### Your goal
Could you give the entries again, exactly as written?

### Exercise material

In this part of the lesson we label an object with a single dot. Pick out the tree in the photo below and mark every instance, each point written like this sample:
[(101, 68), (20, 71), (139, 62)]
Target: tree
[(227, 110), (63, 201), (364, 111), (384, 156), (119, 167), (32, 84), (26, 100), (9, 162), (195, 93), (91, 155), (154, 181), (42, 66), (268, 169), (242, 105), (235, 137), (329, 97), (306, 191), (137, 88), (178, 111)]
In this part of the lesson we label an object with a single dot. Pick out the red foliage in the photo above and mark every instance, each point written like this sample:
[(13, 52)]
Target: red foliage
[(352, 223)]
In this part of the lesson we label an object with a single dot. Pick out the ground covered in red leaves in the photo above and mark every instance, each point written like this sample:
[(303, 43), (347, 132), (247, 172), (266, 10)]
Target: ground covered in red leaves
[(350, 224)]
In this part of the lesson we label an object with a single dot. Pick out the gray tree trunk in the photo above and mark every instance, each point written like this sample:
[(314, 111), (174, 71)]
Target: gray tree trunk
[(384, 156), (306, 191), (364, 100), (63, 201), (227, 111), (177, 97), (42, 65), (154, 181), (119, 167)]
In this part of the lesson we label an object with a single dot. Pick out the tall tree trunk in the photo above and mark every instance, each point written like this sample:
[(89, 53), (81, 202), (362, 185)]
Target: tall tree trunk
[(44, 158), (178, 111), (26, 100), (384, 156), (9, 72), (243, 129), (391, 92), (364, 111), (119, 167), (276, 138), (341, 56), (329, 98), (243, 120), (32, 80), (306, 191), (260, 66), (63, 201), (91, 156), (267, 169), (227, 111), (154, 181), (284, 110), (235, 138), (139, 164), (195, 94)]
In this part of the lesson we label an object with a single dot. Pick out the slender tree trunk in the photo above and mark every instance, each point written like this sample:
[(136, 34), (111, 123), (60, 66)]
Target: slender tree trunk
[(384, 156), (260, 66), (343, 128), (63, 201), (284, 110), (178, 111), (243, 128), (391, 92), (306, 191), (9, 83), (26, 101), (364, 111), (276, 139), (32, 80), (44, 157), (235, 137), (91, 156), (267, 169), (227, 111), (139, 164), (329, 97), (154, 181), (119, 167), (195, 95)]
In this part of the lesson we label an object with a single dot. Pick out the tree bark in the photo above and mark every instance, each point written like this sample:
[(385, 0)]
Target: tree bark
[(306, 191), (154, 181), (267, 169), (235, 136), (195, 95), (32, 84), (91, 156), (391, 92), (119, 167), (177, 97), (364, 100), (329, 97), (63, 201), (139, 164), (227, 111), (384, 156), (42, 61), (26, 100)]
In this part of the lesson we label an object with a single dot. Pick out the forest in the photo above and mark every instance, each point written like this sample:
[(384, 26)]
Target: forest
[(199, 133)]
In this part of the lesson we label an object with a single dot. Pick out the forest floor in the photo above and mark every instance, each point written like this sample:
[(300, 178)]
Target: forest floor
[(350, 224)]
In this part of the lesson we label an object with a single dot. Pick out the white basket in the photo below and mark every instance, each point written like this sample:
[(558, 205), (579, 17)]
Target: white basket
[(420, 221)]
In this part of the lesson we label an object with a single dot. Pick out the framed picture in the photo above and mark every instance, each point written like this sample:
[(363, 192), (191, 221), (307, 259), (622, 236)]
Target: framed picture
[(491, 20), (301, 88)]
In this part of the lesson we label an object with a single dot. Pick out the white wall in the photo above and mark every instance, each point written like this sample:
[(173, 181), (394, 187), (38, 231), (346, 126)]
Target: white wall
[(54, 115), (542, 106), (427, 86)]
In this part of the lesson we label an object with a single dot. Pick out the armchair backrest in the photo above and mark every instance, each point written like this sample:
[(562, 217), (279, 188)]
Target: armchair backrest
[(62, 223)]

### Written reply
In this part of the lesson we label an object with a single dot. Pick out the tree in the photo below and mark every instance, each point written like this sample:
[(101, 68), (20, 71), (139, 62)]
Target: tree
[(227, 110), (63, 201), (364, 111), (384, 156), (119, 167), (32, 84), (26, 100), (9, 162), (195, 93), (91, 155), (154, 181), (42, 66), (268, 169), (242, 105), (235, 137), (329, 97), (306, 191), (137, 88), (178, 111)]
In this part of the lesson we label an object with a single dot. Pick out the red foliage in the photo above and mark every instance, each point written like this sample:
[(13, 52)]
Target: red foliage
[(352, 223)]
In this part of the lesson we label an object with a single dot. Pick out the ground covered in red leaves in the photo above and mark every instance, each point written like this sample:
[(303, 43), (347, 132), (247, 172), (266, 10)]
Target: ground covered in red leaves
[(350, 224)]
In this part of the lesson we label an object with a single dot. Pick out the gray tree trunk in the photo above and mark every instance, each point written like this sample:
[(314, 111), (174, 71)]
Target: gray tree trunk
[(384, 156), (306, 191), (364, 100), (63, 201), (227, 111), (177, 97), (42, 65), (154, 181), (119, 167)]
In this part of the lesson we label an object with a single dot. Pick out the tall tree trunk in the photo above and mark every instance, each point written like this sample:
[(89, 53), (81, 202), (362, 185)]
Target: tall tree trunk
[(44, 158), (178, 111), (26, 100), (384, 156), (9, 72), (243, 129), (391, 92), (364, 111), (119, 167), (276, 138), (341, 56), (329, 98), (243, 120), (32, 80), (306, 191), (260, 66), (63, 201), (91, 156), (267, 169), (227, 111), (154, 181), (284, 110), (235, 138), (139, 164), (195, 94)]
In this part of the lesson we label an object with a single dot. Pick out the slender tree trunk in the photo above and mark every instance, each point written like this sample:
[(136, 34), (111, 123), (60, 66)]
Target: slender tree trunk
[(384, 156), (260, 66), (343, 128), (63, 201), (284, 110), (178, 111), (243, 128), (391, 92), (306, 191), (9, 83), (26, 101), (364, 111), (276, 139), (32, 80), (44, 157), (235, 137), (91, 156), (267, 169), (227, 111), (139, 164), (329, 97), (154, 181), (119, 167), (195, 95)]
In this part of the lesson we label an object with a single dot. Pick out the tree bark in the photo above and mark every instance, each point written like this sample:
[(385, 0)]
Target: tree bark
[(306, 191), (154, 181), (267, 169), (235, 136), (195, 95), (32, 84), (91, 156), (391, 92), (119, 167), (177, 97), (364, 100), (329, 97), (63, 201), (139, 164), (227, 111), (384, 156), (42, 61), (26, 100)]
In this part of the lesson we label an object with a single dot. Pick out the forest in the photo above and mark every instance, each point written like this sample:
[(384, 26)]
Target: forest
[(199, 133)]
In this part of the lesson we label an object with a single dot. Pick out the forest floor in the photo above and mark every instance, each point written like this sample:
[(300, 178)]
Target: forest floor
[(350, 224)]
In this part of the lesson we label an object with a single dot. Pick out the white basket in the photo below and mark every instance, each point written like this sample:
[(558, 205), (579, 17)]
Target: white basket
[(420, 221)]
In this part of the lesson we label an object with a single dot. Pick out the framed picture in the photo above and mark every instance, each point written like this sample:
[(363, 192), (191, 221), (307, 259), (622, 236)]
Target: framed picture
[(491, 20), (301, 88)]
In this part of the lesson we label an object with a single dot. Pick out the white wall in the photo above and mark every instance, each point written like this sample:
[(173, 181), (394, 187), (38, 231), (346, 126)]
Target: white wall
[(54, 115), (542, 106), (427, 86)]
In this part of the lesson we label an object with a single dot. Pick out the armchair backrest in the photo above and mark every instance, each point written like this sample:
[(562, 217), (279, 188)]
Target: armchair backrest
[(62, 223)]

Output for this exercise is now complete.